WHAT YOU SHOULD DO: Reproduce the lines starting with the line containing "request | drop a dot on each instance of the blurred" and continuing through the end of the lines, substituting "background greenery" for "background foliage" and leaving everything else unchanged.

Excerpts of location labeling data:
• • • • •

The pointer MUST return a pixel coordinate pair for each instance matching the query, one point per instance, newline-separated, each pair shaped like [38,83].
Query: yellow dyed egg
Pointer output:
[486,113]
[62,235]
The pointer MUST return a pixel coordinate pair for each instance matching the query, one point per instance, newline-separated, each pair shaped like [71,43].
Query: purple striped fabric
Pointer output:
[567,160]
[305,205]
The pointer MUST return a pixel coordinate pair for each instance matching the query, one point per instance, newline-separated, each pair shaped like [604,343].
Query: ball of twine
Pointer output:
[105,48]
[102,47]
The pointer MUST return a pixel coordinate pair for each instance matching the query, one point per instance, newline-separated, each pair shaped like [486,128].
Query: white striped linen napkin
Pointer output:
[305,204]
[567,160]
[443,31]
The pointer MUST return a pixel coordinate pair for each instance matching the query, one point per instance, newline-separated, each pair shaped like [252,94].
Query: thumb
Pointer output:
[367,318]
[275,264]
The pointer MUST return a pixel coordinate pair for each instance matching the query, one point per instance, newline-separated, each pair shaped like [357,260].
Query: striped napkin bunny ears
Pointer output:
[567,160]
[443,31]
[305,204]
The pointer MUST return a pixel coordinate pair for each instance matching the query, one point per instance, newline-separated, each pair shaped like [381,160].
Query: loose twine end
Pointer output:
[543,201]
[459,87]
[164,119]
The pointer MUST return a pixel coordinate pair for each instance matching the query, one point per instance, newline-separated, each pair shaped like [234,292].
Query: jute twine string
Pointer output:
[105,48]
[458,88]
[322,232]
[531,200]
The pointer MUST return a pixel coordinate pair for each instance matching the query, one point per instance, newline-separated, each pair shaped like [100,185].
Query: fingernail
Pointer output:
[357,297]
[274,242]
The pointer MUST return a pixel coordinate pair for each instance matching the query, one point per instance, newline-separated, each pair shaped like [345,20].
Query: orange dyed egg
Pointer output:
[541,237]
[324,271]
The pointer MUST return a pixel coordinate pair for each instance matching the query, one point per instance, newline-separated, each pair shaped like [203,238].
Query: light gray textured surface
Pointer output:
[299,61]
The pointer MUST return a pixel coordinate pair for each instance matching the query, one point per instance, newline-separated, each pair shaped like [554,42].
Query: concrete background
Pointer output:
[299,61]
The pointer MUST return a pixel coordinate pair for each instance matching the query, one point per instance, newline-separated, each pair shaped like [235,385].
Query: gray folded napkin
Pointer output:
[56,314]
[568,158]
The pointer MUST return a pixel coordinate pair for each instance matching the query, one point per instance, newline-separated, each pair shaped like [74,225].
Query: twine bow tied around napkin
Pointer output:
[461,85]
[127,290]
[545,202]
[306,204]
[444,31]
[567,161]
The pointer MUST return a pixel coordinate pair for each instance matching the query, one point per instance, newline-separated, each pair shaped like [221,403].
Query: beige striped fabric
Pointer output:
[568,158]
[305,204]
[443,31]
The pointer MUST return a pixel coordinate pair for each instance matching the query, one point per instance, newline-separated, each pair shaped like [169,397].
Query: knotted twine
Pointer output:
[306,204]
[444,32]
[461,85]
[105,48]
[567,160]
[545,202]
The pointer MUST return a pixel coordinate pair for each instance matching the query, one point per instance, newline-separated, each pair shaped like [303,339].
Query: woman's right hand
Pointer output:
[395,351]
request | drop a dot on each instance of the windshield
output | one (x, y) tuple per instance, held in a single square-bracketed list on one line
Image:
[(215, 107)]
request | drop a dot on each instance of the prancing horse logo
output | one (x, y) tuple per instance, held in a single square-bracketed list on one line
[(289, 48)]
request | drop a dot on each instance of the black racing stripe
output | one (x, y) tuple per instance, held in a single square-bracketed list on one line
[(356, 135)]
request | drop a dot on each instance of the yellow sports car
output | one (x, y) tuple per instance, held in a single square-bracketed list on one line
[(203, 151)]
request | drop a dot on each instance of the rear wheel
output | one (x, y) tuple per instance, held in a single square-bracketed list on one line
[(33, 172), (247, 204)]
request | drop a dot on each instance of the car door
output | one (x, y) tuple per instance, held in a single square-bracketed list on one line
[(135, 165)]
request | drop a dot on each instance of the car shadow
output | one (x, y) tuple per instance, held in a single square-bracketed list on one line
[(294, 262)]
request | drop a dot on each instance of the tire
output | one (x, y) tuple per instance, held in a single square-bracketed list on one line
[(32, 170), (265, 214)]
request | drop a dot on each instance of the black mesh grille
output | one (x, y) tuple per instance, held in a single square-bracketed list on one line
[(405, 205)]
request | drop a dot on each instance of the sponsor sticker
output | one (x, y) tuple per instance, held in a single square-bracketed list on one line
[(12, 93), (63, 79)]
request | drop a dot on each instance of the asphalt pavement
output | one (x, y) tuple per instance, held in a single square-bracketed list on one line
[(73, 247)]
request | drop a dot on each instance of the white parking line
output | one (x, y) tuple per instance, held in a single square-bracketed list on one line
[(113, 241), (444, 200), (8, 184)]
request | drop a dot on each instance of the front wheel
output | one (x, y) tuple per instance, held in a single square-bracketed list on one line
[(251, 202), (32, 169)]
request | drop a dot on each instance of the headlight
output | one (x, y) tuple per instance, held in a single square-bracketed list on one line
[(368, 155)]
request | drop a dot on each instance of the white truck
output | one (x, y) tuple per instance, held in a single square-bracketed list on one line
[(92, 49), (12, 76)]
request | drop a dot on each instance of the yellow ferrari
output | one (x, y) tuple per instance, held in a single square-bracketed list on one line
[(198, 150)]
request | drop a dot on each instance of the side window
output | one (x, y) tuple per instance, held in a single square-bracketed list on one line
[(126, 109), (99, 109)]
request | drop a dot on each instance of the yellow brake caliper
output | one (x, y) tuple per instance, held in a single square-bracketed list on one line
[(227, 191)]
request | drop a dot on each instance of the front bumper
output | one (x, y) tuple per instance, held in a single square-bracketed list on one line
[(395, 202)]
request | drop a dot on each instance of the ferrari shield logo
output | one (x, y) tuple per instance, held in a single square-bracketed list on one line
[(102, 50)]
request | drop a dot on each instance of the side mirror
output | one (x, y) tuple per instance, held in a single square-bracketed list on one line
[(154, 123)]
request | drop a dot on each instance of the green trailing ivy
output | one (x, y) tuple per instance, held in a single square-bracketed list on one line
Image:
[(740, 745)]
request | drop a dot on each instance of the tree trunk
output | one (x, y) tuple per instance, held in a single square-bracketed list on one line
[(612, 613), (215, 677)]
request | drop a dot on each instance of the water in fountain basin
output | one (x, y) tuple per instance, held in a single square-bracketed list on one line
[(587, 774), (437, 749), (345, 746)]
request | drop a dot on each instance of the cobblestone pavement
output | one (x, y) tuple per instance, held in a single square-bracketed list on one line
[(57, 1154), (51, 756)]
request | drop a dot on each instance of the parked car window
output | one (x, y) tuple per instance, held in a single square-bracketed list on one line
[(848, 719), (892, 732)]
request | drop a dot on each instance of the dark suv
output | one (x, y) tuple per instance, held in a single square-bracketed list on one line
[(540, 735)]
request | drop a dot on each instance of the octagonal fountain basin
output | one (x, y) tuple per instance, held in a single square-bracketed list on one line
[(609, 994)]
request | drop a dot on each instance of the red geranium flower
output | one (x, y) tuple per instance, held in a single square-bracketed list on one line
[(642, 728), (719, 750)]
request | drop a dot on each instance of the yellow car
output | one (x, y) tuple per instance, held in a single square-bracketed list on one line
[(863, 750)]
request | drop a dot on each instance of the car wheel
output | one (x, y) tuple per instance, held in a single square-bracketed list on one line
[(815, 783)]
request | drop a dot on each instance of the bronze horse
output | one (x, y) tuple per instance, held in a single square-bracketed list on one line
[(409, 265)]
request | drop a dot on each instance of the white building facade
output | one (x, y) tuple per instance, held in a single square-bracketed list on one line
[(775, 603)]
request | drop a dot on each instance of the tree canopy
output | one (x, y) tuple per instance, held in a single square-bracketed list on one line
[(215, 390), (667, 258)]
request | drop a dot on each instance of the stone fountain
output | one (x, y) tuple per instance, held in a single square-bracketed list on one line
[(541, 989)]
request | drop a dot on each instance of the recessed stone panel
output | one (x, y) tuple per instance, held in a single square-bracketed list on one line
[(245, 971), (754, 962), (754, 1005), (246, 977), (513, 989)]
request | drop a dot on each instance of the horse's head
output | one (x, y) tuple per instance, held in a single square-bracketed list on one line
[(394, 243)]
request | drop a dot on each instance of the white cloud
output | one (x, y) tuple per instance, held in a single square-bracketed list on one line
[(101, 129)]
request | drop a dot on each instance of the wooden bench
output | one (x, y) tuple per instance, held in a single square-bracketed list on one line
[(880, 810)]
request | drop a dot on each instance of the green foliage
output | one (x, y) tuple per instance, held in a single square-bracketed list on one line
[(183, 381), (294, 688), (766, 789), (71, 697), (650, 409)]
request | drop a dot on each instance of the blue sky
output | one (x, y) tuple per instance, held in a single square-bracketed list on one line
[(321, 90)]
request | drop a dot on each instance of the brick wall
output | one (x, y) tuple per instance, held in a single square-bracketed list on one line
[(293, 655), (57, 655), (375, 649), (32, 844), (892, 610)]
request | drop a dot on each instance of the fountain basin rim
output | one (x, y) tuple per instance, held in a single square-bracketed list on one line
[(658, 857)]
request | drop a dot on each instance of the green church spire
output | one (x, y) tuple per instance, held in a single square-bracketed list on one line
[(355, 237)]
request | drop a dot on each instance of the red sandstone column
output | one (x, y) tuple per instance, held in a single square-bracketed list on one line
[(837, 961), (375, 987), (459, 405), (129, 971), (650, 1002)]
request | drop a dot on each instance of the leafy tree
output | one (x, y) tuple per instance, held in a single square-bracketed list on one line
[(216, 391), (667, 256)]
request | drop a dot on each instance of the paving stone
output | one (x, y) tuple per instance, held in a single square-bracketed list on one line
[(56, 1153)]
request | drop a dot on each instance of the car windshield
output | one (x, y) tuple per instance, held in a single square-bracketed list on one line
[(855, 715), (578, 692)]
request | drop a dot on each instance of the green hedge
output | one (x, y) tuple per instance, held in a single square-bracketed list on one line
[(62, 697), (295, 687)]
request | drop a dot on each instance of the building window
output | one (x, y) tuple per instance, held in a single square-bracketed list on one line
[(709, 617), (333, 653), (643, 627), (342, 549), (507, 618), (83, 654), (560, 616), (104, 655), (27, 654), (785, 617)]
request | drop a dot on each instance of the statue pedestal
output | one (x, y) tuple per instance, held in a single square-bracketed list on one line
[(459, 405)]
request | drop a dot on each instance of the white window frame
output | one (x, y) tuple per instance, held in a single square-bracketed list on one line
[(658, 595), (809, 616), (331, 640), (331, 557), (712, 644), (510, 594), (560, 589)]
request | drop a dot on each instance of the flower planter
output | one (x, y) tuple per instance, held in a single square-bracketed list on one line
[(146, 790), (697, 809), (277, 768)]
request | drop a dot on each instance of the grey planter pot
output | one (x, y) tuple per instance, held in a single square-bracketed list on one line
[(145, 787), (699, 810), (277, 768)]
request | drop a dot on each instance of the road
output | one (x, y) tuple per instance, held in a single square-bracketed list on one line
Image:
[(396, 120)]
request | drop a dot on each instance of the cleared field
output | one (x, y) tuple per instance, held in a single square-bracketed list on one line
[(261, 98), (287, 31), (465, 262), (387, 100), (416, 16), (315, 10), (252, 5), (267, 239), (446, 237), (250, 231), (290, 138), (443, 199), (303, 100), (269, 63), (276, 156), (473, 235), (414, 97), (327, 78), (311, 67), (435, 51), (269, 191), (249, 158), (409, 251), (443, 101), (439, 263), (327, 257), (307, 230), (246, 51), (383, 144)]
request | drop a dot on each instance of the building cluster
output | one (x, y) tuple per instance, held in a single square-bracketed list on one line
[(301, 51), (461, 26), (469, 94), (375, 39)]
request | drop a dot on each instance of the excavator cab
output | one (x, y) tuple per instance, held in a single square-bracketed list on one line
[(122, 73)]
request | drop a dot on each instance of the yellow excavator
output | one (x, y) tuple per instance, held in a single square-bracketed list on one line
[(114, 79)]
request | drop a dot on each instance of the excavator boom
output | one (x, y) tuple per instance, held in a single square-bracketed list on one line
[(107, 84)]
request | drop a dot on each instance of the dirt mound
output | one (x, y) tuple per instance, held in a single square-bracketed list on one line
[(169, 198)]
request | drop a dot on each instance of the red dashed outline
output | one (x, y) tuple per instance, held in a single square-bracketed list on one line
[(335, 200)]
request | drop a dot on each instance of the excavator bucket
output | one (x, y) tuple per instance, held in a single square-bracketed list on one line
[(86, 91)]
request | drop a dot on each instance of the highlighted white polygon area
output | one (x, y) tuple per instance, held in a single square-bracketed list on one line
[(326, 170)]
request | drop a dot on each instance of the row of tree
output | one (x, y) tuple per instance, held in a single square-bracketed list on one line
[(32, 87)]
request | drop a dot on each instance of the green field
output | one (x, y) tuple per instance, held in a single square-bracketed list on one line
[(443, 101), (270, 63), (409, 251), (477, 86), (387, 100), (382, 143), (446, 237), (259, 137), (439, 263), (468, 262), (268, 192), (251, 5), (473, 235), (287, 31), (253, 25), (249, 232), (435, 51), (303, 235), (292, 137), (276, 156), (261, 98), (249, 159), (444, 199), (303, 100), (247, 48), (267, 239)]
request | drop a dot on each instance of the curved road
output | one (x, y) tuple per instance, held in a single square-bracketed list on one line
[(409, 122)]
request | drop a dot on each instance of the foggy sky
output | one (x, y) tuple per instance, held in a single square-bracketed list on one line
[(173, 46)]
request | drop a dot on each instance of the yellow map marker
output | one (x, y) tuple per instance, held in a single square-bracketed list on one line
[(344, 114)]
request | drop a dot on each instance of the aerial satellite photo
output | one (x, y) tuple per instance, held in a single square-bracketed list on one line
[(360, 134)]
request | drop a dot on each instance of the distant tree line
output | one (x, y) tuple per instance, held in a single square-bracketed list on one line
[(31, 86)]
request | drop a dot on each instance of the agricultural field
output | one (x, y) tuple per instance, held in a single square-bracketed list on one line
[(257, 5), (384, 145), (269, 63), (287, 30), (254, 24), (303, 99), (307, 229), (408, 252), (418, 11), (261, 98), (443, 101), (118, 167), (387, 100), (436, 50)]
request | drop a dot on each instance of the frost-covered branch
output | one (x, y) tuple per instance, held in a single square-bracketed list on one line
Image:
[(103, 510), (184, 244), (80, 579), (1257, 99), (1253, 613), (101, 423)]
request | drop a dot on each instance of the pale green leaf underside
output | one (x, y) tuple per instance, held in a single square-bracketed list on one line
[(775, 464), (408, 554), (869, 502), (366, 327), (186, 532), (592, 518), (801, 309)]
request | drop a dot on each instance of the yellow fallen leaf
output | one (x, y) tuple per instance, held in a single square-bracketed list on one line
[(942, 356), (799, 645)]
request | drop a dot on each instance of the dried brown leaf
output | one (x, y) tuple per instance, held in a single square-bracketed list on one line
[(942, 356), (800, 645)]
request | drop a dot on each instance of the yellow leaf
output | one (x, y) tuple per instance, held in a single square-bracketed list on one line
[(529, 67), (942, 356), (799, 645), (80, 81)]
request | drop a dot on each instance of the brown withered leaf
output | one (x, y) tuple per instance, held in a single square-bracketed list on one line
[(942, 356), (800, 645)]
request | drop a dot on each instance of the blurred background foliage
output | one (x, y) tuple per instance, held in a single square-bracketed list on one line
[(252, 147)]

• • • • •

REPLY TO THE EXERCISE:
request | drop a dot on each instance of the blurred background greenery
output | one (x, y) tuple per instance, held in a single square-bracketed list on one line
[(252, 147)]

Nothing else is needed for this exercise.